● Short task 1
Answer these questions using the certificates cheat sheet:
(a) What other name does a digital certificate go by?
(b) Which file extensions do PEM certificates usually have?
(c) How do most platforms, such as Apache, expect the certificates and private key to be stored?
● Short task 2
Output everything in the certificates cheat sheet from "The PEM format is" down to "in separate files.", copied word for word.
● Short task 3
According to the certificates cheat sheet, why does data decrypted with the public key show that it came from the holder of the private key? Explain in one to three sentences.

── Text block

Certificates Cheat Sheet

About digital certificates

A digital certificate, also known as a public key certificate, is used to cryptographically link ownership of a public key with the entity that owns it. Digital certificates are for sharing public keys to be used for encryption and authentication. Each public key has a corresponding private key, data encrypted using either one of the keys can only be decrypted with its counterpart. As the private key is kept secret, data that is decrypted using the public key indicates that the source of the information can only be the holder of the private key. Digital certificates include the public key being certified, identifying information about the entity that owns the public key, metadata relating to the digital certificate and a digital signature of the public key created by the issuer of the certificate. Certificates come in various formats, of which the common ones are described here.

PEM Format

The PEM format is the most common format that Certificate Authorities issue certificates in. PEM certificates usually have extensions such as .pem, .crt, .cer, and .key. They are Base64 encoded ASCII files and contain "-----BEGIN CERTIFICATE----- " and "-----END CERTIFICATE-----" statements. Server certificates, intermediate certificates, and private keys can all be put into the PEM format. Apache and other similar servers use PEM format certificates. Several PEM certificates, and even the private key, can be included in one file, one below the other, but most platforms, such as Apache, expect the certificates and private key to be in separate files.

────
── Material

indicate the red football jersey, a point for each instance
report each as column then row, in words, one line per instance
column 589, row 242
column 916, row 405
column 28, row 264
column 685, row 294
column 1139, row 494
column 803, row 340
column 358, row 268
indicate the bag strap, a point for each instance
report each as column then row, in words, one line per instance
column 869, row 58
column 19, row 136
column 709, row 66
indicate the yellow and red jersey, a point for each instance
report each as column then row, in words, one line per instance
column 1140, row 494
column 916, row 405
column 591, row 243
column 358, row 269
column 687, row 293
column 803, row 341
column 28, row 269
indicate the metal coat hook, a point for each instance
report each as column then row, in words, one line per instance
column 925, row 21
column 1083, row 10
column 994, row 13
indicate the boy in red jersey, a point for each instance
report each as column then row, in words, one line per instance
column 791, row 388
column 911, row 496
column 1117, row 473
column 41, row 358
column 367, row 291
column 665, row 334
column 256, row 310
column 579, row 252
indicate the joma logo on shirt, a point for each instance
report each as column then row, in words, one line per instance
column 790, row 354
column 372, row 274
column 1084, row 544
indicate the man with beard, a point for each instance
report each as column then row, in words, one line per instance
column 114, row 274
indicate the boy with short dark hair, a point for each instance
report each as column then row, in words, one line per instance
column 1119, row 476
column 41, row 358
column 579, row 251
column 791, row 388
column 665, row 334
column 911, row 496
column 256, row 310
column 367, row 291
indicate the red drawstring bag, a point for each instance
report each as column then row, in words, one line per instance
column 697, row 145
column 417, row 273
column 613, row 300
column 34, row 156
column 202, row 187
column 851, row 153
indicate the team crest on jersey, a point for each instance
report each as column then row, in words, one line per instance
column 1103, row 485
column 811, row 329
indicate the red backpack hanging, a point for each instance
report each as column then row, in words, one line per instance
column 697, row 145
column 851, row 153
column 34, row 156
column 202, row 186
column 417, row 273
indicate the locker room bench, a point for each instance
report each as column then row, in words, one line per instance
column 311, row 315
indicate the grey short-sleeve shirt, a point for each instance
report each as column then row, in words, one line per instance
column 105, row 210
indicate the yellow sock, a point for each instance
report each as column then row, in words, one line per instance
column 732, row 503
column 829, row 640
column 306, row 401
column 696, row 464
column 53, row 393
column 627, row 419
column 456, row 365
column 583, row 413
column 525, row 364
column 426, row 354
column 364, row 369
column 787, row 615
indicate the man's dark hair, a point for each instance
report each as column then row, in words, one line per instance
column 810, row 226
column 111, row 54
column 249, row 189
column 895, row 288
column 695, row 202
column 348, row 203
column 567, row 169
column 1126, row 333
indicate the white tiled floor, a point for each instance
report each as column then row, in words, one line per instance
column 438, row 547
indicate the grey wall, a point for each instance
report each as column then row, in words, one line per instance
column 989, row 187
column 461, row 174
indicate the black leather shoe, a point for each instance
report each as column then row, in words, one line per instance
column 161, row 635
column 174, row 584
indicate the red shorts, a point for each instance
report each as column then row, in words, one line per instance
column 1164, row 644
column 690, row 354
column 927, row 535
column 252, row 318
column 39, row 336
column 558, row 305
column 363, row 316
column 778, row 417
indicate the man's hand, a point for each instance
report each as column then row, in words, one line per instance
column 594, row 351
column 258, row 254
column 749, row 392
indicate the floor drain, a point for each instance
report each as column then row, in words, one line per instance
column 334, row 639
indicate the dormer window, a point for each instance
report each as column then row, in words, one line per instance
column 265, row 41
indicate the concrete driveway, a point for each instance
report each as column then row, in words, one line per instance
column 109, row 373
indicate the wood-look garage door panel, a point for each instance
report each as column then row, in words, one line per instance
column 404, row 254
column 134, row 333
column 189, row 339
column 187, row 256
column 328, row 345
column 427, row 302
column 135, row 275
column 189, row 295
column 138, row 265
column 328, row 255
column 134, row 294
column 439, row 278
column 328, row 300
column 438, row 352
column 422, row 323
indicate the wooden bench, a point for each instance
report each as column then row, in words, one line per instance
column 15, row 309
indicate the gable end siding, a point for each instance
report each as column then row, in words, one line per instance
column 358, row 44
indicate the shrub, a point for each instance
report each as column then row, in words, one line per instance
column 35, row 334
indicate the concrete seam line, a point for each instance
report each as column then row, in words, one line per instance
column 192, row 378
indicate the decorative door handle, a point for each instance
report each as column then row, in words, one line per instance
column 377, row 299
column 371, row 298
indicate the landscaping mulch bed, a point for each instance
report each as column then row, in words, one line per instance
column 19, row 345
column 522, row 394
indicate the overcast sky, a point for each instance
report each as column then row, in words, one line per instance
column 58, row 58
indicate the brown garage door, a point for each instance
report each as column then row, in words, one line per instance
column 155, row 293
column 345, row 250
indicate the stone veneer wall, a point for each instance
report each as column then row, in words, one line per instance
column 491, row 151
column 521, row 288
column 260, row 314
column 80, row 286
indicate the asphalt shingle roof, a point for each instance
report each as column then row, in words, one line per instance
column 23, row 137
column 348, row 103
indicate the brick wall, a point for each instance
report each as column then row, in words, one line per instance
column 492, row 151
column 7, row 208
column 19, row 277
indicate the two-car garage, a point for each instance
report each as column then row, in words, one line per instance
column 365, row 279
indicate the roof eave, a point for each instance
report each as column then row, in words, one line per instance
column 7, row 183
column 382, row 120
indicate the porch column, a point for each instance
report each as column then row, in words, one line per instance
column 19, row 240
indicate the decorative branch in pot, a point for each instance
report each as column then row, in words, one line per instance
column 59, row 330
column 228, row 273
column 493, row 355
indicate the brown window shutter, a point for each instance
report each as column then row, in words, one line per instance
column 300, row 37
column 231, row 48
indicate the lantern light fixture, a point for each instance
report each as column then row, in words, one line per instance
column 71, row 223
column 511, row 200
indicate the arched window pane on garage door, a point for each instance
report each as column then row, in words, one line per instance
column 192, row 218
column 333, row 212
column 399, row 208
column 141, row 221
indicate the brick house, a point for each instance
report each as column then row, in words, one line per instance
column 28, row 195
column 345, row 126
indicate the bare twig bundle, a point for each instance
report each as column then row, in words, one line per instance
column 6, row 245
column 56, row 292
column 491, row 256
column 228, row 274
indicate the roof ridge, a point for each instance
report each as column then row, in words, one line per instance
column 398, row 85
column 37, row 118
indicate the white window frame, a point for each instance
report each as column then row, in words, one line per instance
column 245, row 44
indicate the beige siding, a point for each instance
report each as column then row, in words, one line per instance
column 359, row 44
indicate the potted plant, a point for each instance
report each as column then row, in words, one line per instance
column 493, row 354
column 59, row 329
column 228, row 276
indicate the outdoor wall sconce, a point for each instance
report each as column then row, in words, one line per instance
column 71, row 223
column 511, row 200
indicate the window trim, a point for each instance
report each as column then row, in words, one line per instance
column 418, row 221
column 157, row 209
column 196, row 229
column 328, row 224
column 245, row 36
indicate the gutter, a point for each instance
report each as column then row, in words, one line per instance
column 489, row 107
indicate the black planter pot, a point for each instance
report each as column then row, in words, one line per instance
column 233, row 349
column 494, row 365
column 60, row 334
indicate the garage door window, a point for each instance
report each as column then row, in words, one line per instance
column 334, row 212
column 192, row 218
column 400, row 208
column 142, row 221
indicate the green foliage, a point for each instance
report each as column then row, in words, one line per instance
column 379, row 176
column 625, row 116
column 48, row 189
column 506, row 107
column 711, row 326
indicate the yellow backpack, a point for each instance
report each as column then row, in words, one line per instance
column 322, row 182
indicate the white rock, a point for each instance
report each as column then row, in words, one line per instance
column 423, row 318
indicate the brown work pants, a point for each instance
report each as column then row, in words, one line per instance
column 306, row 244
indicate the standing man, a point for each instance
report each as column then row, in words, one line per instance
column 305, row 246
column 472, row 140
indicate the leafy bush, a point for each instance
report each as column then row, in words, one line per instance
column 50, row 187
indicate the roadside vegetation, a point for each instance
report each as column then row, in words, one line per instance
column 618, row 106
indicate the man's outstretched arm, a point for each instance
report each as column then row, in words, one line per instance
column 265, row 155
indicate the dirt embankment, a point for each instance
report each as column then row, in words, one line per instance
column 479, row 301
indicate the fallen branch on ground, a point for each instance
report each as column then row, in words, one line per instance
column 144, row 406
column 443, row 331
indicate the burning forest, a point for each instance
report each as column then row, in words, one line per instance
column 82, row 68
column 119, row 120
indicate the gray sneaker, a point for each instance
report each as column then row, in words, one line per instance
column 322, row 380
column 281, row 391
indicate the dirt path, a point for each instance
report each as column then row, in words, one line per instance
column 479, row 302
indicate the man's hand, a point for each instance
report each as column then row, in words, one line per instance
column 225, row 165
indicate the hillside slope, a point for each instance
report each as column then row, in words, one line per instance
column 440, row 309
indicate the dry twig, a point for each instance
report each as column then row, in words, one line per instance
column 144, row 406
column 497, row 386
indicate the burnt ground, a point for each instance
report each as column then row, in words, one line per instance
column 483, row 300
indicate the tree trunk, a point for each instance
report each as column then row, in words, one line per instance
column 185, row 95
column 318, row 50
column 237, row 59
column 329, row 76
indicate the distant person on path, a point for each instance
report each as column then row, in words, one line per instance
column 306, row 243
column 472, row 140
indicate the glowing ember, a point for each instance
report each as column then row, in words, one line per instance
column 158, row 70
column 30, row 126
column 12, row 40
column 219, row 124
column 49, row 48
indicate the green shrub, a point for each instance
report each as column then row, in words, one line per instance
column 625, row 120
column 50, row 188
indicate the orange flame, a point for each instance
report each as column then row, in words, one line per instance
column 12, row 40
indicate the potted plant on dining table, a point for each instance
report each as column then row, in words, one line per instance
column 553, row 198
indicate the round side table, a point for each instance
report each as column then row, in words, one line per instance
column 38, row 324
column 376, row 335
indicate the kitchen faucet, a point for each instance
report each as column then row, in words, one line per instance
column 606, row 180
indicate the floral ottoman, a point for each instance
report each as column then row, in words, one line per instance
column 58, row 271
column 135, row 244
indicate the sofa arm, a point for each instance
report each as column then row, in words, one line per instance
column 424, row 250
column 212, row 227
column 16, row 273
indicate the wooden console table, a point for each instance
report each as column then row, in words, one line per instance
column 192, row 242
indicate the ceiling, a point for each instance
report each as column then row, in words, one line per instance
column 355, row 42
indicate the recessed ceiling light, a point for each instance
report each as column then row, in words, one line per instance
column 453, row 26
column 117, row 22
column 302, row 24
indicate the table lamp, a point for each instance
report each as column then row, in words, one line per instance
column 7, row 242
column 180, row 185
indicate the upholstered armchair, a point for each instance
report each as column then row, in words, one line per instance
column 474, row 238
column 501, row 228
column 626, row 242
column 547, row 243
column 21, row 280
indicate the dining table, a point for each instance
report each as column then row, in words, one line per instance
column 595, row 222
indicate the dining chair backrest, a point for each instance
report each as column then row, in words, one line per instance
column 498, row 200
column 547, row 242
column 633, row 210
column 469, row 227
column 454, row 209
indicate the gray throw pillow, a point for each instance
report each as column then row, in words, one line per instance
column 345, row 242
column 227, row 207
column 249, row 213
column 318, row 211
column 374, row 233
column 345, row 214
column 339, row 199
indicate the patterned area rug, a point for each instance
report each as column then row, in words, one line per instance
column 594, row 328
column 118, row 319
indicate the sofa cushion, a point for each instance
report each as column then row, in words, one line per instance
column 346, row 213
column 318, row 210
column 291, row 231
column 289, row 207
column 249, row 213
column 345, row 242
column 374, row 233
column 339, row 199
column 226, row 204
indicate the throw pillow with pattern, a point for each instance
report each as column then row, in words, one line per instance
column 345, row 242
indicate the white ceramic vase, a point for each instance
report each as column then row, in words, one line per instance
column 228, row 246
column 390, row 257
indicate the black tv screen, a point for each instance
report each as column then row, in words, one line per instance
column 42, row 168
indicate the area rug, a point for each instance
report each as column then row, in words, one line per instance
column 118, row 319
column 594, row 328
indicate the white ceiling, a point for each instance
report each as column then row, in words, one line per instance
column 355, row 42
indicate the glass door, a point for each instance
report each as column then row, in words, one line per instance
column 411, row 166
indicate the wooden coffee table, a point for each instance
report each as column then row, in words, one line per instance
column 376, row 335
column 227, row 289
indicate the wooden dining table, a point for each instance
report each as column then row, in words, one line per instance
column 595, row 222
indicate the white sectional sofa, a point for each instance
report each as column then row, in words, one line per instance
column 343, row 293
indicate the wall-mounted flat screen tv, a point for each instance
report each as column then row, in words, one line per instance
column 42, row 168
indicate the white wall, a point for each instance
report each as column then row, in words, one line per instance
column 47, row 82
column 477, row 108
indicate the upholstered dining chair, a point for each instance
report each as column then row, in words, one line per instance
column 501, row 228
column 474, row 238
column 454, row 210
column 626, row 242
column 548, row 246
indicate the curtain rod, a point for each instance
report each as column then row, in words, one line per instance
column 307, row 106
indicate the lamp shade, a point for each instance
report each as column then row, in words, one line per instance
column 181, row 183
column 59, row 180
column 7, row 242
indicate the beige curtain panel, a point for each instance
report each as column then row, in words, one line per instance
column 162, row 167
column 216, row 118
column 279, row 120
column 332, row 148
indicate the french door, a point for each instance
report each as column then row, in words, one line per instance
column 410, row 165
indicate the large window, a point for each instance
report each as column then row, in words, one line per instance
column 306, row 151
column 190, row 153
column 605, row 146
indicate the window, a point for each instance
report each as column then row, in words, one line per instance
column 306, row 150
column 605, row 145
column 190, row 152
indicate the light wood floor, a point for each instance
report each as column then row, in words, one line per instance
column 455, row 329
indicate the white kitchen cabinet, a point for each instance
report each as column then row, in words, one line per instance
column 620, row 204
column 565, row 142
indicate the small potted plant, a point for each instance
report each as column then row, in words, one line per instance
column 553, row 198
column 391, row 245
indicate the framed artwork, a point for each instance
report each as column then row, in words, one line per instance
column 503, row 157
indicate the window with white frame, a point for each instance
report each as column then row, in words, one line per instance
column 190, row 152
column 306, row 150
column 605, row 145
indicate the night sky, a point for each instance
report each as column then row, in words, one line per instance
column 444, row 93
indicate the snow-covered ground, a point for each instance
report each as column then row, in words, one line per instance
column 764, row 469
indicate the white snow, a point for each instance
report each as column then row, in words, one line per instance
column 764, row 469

────

● Exercise result 1
(a) A public key certificate.
(b) .pem, .crt, .cer, and .key.
(c) In separate files.

● Exercise result 2
The PEM format is the most common format that Certificate Authorities issue certificates in. PEM certificates usually have extensions such as .pem, .crt, .cer, and .key. They are Base64 encoded ASCII files and contain "-----BEGIN CERTIFICATE----- " and "-----END CERTIFICATE-----" statements. Server certificates, intermediate certificates, and private keys can all be put into the PEM format. Apache and other similar servers use PEM format certificates. Several PEM certificates, and even the private key, can be included in one file, one below the other, but most platforms, such as Apache, expect the certificates and private key to be in separate files.

● Exercise result 3
Data encrypted with one key of a pair can only be decrypted with its counterpart, and the private key is kept secret. So if the public key decrypts the data, only the holder of the private key could have been its source.